## Text block
Stigma and Social Exclusion Beteween People Living with Mental Health Disorders
Stigma and Social Exclusion Beteween People Living with Mental Health Disorders
Tuesday, 8 July 2025: 11:20
Location: FSE031 (Faculty of Education Sciences (FSE))
Oral Presentation
The literature on mental health places as a central issue the problem of social reintegration faced by people with significant mental disorders. Although there are important social reintegration programs in the Brazilian public health system, significant records of exclusion and stigma of these people are a recurring fact. In many cases, for those sheltered at home, home confinement (voluntary or not) is frequently reported, with a significant reduction in social ties and a lack of active participation in the daily sociability of the community. Another important cause of this phenomenon is the stigma that marks people, causing avoidance and consequent social death, characterized by the number of social ties established between these people and the community in which they are inserted, well below the normal. One of the main obstacles to full social inclusion lies in the fact that there are no actions that can minimize the effects of stigma. Public policies for mental health have an important ingredient, health promotion, but they are not implemented. In fact, in researchs we conducted, there is no record of educational practices in the community or in territorially anchored institutions, such as schools, associations, and community centers. This means that old mentalities (such as those that say that people with mental disorders are dangerous, that living with these people can be detrimental to children's education, that crazy people cannot be controlled, among others) are not questioned, which certainly reinforces the stigma. Thus, deinstitutionalization (long-term internment), social inclusion actions such as the Back Home Program (which provides remuneration for families that take in people with mental disorders), or therapeutic residences (living spaces for people with mental disorders who do not have family ties that can take them in) are not accompanied by social reintegration practices.

## Assigned task
Answer these questions from the abstract on mental health stigma:
(a) On what day and at what time is the presentation scheduled?
(b) What does the Back Home Program provide?
(c) Which territorially anchored institutions does the abstract name?

## Dataset excerpts

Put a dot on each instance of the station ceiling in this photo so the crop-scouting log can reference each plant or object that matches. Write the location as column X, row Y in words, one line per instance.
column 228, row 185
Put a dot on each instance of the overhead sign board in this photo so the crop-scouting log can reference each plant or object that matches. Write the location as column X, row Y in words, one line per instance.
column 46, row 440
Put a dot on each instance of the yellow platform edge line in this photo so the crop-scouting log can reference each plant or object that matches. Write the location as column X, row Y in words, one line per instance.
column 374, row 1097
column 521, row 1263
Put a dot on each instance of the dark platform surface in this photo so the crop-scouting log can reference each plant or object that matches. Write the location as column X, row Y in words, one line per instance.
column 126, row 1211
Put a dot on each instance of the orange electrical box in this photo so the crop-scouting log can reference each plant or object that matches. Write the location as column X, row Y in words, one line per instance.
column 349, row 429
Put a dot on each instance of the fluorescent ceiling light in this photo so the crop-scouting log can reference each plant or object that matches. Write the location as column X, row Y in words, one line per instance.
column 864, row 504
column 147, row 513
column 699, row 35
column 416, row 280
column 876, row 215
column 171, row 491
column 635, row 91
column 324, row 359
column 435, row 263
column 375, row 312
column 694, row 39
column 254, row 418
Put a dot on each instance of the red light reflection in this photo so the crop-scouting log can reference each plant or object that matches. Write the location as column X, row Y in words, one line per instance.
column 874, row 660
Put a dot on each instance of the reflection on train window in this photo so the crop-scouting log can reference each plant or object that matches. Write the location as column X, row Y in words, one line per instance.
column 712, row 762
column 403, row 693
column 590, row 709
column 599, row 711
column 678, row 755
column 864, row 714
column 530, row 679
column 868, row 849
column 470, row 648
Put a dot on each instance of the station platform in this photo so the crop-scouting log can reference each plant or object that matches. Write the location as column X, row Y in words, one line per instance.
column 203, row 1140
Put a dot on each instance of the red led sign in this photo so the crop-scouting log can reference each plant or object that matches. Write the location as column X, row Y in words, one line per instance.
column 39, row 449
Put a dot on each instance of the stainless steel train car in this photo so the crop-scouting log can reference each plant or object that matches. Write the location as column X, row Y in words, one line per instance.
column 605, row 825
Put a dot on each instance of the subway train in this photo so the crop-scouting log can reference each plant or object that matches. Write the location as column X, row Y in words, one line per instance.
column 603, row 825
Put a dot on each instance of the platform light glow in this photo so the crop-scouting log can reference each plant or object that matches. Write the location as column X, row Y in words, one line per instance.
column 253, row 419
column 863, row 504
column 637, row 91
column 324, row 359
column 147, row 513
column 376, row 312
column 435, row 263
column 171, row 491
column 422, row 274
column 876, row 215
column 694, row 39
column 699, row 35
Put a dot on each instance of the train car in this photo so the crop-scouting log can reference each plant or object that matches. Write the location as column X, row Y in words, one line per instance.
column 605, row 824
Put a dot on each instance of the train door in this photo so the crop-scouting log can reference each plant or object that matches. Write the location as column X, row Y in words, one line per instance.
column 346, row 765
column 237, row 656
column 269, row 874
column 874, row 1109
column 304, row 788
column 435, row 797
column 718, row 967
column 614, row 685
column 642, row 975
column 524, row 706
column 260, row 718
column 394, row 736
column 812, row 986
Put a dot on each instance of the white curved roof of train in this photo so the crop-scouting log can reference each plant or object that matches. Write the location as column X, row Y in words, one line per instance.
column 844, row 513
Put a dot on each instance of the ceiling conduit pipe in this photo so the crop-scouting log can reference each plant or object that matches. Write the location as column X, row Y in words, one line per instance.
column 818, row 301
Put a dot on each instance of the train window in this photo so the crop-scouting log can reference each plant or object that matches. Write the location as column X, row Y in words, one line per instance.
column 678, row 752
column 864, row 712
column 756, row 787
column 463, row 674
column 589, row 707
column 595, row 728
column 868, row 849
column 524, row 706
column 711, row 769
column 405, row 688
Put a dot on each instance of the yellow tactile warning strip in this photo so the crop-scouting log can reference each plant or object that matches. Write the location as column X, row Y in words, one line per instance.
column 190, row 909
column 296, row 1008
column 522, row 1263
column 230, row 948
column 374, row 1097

--

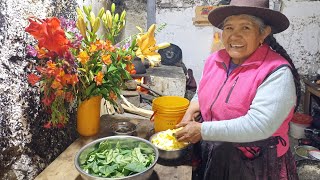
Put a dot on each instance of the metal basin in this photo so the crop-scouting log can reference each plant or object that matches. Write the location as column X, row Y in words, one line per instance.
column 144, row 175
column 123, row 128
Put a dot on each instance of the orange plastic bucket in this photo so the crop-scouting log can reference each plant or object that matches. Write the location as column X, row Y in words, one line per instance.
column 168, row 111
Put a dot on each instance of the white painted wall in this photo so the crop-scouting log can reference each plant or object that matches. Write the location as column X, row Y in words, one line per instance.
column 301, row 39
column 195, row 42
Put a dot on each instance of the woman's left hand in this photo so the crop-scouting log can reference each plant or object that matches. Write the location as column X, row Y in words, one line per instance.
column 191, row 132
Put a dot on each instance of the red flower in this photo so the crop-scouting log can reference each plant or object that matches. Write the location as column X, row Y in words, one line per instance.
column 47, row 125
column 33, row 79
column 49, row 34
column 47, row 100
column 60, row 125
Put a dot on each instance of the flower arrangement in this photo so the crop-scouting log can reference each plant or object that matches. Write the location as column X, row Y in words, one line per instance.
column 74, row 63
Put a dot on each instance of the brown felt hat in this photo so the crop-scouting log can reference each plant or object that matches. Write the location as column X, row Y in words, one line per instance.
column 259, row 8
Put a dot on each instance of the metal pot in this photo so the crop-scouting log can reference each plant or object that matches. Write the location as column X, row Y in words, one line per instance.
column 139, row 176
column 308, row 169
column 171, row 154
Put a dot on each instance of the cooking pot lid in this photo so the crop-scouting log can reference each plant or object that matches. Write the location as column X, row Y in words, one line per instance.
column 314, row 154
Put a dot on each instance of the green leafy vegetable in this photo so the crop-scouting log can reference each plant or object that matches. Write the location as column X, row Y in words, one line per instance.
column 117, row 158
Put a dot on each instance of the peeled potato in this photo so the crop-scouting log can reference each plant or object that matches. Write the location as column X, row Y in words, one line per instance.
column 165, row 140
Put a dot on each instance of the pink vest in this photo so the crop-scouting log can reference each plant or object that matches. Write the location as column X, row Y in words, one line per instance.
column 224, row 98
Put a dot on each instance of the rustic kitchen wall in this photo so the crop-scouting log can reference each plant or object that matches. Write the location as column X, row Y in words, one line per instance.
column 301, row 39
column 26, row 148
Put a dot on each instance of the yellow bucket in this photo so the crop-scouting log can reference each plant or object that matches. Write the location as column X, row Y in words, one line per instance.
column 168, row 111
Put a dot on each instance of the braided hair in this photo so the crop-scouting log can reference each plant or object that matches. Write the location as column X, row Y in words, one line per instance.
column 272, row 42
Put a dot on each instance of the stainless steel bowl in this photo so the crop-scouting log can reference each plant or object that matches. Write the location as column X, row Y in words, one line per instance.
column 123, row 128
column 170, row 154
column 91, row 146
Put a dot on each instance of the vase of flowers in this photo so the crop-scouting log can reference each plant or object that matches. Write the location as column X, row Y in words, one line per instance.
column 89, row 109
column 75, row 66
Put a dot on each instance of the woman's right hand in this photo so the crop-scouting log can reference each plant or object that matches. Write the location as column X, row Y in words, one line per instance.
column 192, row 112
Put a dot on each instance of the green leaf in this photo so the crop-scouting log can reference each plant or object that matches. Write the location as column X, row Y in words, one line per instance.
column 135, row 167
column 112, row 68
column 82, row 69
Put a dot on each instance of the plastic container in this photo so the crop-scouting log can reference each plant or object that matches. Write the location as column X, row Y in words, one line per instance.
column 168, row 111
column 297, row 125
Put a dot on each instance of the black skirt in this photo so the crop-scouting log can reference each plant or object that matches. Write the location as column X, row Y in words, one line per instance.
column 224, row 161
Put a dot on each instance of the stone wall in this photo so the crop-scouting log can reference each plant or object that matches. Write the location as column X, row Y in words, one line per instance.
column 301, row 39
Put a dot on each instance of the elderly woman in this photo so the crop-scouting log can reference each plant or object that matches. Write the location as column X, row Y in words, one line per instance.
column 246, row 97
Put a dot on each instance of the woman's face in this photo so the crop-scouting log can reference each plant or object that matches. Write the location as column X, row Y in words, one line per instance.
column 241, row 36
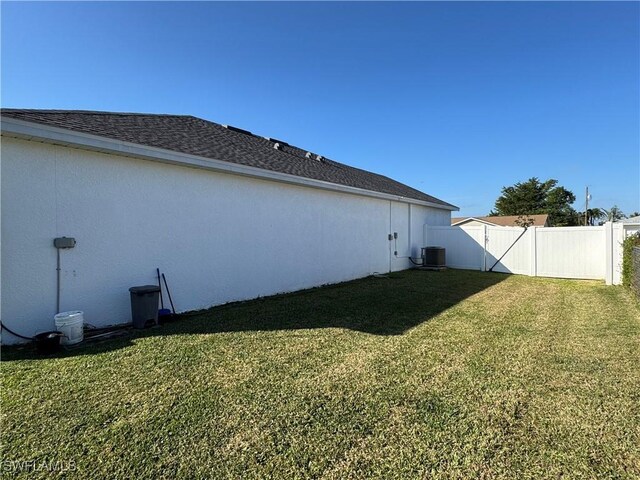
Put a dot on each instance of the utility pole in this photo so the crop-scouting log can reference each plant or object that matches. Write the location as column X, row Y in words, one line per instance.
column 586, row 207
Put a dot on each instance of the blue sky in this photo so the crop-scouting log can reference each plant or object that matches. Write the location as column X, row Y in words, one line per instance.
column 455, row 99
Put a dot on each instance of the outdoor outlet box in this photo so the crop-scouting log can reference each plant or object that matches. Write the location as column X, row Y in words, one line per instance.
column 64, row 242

## Expected answer
(a) Tuesday, 8 July 2025, at 11:20
(b) Remuneration for families that take in people with mental disorders
(c) Schools, associations, and community centers